WHAT IS EXPECTED:
Retype all of the records below word for word, keeping each line as it appears.

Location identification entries
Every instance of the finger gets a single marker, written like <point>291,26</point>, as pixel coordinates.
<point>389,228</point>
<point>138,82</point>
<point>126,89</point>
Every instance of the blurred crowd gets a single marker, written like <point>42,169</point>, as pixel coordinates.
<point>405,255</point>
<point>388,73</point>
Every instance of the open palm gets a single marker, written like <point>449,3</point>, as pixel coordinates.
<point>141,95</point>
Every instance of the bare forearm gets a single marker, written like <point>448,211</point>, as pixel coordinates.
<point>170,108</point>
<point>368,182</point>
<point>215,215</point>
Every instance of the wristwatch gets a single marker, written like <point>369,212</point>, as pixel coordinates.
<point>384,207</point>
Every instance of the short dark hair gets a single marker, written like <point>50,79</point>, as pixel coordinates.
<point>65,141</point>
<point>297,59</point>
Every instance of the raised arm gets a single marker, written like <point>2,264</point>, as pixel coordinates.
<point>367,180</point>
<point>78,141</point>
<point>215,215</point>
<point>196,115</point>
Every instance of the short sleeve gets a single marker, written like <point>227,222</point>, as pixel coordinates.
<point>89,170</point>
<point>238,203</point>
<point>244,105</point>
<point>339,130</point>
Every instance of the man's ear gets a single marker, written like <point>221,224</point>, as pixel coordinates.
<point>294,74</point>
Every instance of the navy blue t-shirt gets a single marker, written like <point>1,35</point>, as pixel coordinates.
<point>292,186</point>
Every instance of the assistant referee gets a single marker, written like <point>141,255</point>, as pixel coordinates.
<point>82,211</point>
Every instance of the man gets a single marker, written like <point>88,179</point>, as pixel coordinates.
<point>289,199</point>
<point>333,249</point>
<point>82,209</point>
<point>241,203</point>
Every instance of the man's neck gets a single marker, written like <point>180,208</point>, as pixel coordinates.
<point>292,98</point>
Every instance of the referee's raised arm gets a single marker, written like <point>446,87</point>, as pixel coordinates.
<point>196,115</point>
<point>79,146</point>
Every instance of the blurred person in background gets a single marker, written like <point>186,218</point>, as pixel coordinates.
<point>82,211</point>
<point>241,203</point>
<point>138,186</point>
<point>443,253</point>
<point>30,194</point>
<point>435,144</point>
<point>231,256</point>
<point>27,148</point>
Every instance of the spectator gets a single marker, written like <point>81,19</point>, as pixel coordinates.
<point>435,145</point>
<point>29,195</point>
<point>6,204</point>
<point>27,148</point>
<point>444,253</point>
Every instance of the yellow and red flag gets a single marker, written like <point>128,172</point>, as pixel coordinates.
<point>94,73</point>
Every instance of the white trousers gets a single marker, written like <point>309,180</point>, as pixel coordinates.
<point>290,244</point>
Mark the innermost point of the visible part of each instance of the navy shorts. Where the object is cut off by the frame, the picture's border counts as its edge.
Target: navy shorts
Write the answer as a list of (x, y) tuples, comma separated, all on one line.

FULL RESPONSE:
Every instance of the finger gets a single marker, written like <point>291,26</point>, as pixel coordinates.
<point>389,228</point>
<point>138,82</point>
<point>126,89</point>
Every instance of the blurred crowd gets a single marker, written like <point>42,169</point>, as pixel coordinates.
<point>405,255</point>
<point>388,73</point>
Every instance of the open palm gets a single marker, written like <point>449,3</point>, as pixel coordinates.
<point>141,95</point>
Every instance of the bare forearm gets a single marker, written like <point>448,211</point>, as pixel coordinates.
<point>170,108</point>
<point>368,182</point>
<point>215,215</point>
Every instance of the wristwatch gets a single marker, written like <point>369,212</point>, as pixel coordinates.
<point>384,207</point>
Every instance of the short dark hair gets a single marker, written like <point>50,79</point>, as pixel coordinates.
<point>65,141</point>
<point>297,59</point>
Every instance of the raised arm gets a single marker, written like <point>2,264</point>, as pixel coordinates.
<point>367,180</point>
<point>78,141</point>
<point>215,215</point>
<point>196,115</point>
Every instance of the short sleeve gets a single marker, written like <point>227,222</point>, as pixel coordinates.
<point>89,170</point>
<point>238,203</point>
<point>244,105</point>
<point>339,130</point>
Every instance of the man's ear gets a single marker, written like <point>221,224</point>, as pixel coordinates.
<point>294,74</point>
Every instance of the navy blue t-shirt gets a single marker, written like <point>1,35</point>, as pixel coordinates.
<point>292,186</point>
Every instance of the assistant referee gets a single marker, written like <point>141,255</point>, as pixel coordinates.
<point>82,211</point>
Every instance of the man gets a single marker, written like <point>88,179</point>, as pixel coordinates.
<point>289,199</point>
<point>333,249</point>
<point>82,209</point>
<point>241,203</point>
Every instance of the man's neck gets a single marker, written like <point>180,208</point>, as pixel coordinates.
<point>292,98</point>
Every instance of the referee's raised arm gets a single marker, written like <point>446,87</point>, as pixel coordinates.
<point>196,115</point>
<point>79,146</point>
Every instance of the blurred person in background gets a single marker, written like <point>186,218</point>, as pixel coordinates.
<point>82,211</point>
<point>241,203</point>
<point>138,186</point>
<point>443,253</point>
<point>30,194</point>
<point>435,144</point>
<point>231,256</point>
<point>27,148</point>
Every instance of the spectator gets a single marker, written like <point>81,19</point>, as pixel coordinates.
<point>435,145</point>
<point>29,195</point>
<point>6,204</point>
<point>27,148</point>
<point>444,253</point>
Every instance of the yellow and red flag gets a single marker, written like <point>128,172</point>, as pixel coordinates.
<point>94,73</point>
Every instance of the white trousers gets a single marker, written like <point>309,180</point>, as pixel coordinates.
<point>290,244</point>
Mark the innermost point of the visible part of each instance of the navy shorts. Where the object is cut off by the frame, the picture's border counts as its edge.
Target: navy shorts
Write the answer as a list of (x, y) tuples, comma separated, all on one line.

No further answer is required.